[[ SELECTED TEXT open ]]

Cunningham published many of his notes in the Scientific Memoirs by medical officers of the Army of India. Including a species of fungi (Rhamphospora nymphaeae) found on the leaves of waterlilies; Nymphaea stellata, Nymphaea lotus and Nymphaea rubra.
A species of Gymnosporangium fungus, G. cunninghamianum was named after him by Major A. Barclay in 1890, who found it in Simla but received illustrations matching them made by Cunningham from Almora in 1874. Cunningham also took a great interest in the mode of action of snake venom. He was interested in the fertilization mechanism in Ficus, the gases released by Ottelia and a range of other topics. He was interested in the philosophy of Kant and Hegel. He could speak Punjabi, knew the scriptures of the Sikhs and in his youth was a wrestler in the Sikh tradition.

Cunningham retired due to ill-health in 1898. He was appointed Honorary Physician to George V. He was unmarried, and died on 31 December 1914 at his home in Torre Mount, Torquay.

==Publications==
- Cunningham, D.D. 1873. Microscopic examination of air. Govt. of India Publication, Calcutta.
- Some Indian Friends and Acquaintances: A Study of the Ways of Birds and other Animals Frequenting India (John Murray, 1903)
- Plagues and pleasures of life in Bengal (John Murray, 1907).
- Cunningham, D. D. (1879). "On the Occurrence of Conidial Fructification in the Mucorini, illustrated by Choanephora."
- Cunningham, D.D. (1879). "On Mycoidea parasitica, a new Genus of Parasitic Algae, and the Part which it plays in the Formation of certain Lichens"
- Cunningham, D.D. (1881). "On the development of certain microscopic organisms occurring in the intestinal canal"
- Cunningham, D.D. 1884 On the relation of Cholera to Schizomycete organisms Scientific memoirs by medical officers of the Army of India. Part 1.
- Cunningham, D.D. 1884 On the presence of peculiar parasitic organisms in the tissue of a specimen of Delhi Boil. Scientific memoirs by medical officers of the Army of India. Part 1.

[[ SELECTED TEXT closed ]]
[[ DATA LISTING open ]]

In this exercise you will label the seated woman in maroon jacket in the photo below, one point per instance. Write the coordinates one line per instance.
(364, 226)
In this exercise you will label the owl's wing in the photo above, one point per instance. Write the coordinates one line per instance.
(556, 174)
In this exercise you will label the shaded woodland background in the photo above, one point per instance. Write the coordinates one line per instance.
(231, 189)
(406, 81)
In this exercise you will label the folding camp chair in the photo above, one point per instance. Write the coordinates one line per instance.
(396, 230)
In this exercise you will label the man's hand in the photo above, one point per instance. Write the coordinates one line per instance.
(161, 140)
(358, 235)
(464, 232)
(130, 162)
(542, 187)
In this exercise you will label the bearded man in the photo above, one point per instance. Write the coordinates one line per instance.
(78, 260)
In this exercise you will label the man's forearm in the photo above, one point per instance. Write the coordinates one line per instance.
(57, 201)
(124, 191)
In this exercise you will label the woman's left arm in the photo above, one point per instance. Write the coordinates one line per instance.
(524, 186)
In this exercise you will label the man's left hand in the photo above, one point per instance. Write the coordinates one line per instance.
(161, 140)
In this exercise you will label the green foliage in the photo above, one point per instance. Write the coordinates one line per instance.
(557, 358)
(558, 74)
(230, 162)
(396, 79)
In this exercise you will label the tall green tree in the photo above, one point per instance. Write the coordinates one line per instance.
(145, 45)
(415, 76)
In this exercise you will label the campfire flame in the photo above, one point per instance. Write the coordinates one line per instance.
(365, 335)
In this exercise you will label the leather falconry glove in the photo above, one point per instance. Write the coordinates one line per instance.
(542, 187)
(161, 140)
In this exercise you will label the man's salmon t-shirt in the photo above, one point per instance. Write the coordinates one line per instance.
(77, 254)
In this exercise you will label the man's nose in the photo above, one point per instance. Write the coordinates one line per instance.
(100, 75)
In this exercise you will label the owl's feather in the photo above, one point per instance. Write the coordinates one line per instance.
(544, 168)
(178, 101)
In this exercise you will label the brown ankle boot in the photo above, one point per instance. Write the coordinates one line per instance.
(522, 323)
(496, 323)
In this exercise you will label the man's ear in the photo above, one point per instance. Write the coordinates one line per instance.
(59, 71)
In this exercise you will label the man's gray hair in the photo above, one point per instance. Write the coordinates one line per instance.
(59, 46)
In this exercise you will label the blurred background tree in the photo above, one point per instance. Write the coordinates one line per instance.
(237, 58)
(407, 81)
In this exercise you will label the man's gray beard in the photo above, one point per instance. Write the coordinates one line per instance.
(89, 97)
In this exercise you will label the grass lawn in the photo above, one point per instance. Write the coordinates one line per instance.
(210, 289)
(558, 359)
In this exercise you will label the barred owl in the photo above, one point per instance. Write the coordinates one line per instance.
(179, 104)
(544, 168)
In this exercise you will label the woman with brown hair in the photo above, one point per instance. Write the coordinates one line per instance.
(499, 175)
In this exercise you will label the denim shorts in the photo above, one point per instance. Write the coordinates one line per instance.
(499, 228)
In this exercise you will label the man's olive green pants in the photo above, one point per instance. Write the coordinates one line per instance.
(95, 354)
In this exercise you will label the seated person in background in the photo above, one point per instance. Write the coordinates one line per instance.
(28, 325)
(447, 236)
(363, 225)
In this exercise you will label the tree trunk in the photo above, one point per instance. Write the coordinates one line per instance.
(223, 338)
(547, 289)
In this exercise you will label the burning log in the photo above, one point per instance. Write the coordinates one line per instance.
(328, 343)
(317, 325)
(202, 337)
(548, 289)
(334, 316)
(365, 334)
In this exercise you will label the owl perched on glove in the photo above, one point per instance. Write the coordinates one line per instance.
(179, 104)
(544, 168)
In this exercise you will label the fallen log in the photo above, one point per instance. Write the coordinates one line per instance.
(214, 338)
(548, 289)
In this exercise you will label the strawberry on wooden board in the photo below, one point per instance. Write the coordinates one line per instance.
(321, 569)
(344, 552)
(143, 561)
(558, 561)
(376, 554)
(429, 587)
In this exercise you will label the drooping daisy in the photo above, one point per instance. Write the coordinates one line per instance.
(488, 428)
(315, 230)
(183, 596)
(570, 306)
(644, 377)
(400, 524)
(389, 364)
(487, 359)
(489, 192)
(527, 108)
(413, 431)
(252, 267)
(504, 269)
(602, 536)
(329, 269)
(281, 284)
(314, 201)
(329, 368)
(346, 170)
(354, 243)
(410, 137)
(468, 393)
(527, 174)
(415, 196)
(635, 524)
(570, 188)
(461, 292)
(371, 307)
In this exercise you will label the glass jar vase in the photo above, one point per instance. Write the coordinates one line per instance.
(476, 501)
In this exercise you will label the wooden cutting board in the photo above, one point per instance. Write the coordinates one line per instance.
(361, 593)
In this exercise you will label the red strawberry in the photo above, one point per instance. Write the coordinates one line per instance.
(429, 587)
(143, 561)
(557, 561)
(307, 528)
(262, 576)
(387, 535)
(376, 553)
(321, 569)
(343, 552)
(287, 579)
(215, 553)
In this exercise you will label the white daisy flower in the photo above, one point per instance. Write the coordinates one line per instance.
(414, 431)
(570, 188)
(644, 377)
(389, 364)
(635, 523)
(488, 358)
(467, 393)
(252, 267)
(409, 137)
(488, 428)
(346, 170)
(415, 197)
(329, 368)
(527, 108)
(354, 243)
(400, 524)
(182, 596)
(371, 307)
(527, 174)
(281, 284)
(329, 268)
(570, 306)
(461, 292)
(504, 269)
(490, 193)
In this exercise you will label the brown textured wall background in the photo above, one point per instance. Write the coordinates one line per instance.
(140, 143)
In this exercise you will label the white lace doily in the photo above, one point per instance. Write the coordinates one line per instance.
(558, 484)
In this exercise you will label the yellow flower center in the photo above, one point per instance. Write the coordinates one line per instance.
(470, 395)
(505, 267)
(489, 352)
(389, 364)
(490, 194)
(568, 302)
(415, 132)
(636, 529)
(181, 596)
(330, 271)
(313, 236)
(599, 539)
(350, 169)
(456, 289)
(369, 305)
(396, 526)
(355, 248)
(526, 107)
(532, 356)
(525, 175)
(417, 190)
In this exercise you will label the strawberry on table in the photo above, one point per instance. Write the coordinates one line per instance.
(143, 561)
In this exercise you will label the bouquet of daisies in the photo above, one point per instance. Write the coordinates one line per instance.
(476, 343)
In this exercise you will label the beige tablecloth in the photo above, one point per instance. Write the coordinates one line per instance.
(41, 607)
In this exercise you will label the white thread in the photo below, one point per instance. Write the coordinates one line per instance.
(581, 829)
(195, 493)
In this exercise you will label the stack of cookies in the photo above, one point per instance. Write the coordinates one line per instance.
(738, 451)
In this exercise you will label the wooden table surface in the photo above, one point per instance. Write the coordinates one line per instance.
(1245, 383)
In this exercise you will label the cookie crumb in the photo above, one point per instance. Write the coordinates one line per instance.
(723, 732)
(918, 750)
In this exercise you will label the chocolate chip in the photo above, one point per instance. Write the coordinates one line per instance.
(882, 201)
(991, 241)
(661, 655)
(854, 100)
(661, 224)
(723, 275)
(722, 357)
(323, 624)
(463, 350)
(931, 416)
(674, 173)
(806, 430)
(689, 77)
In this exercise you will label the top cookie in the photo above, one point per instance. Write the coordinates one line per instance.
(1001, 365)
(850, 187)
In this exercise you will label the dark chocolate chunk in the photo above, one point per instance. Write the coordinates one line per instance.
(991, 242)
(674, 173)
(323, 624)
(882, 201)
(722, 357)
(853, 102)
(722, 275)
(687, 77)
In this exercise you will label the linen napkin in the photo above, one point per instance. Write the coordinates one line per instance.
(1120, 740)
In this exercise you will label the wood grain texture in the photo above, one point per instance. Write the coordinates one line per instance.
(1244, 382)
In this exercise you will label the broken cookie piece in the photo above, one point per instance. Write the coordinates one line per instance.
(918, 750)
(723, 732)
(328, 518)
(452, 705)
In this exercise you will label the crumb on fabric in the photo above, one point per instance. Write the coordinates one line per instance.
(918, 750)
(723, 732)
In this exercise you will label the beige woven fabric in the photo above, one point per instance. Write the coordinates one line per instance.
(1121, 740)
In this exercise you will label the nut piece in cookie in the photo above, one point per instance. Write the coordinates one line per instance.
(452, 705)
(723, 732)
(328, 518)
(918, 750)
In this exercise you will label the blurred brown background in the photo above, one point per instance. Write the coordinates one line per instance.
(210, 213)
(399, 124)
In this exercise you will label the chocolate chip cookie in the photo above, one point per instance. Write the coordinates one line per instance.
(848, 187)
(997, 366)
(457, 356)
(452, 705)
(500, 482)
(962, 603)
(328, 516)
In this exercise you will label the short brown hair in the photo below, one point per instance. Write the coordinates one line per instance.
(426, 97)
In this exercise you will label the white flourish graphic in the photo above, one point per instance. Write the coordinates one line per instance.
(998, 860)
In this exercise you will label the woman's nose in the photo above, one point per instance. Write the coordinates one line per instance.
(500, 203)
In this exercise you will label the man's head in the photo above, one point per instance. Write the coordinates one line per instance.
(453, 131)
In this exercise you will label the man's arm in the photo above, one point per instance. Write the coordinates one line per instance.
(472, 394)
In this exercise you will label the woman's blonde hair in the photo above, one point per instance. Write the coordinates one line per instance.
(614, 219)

[[ DATA LISTING closed ]]

• WORK ORDER 1: In the passage on Cunningham, name every waterlily species on whose leaves the fungus Rhamphospora nymphaeae was found.
• WORK ORDER 2: From the passage on Cunningham, copy the words from "Cunningham retired due" to "(John Murray, 1907).".
The records have no connection to the passage on Cunningham.

• WORKED SOLUTION 1: Nymphaea stellata, Nymphaea lotus and Nymphaea rubra.

• WORKED SOLUTION 2:
Cunningham retired due to ill-health in 1898. He was appointed Honorary Physician to George V. He was unmarried, and died on 31 December 1914 at his home in Torre Mount, Torquay.

==Publications==
- Cunningham, D.D. 1873. Microscopic examination of air. Govt. of India Publication, Calcutta.
- Some Indian Friends and Acquaintances: A Study of the Ways of Birds and other Animals Frequenting India (John Murray, 1903)
- Plagues and pleasures of life in Bengal (John Murray, 1907).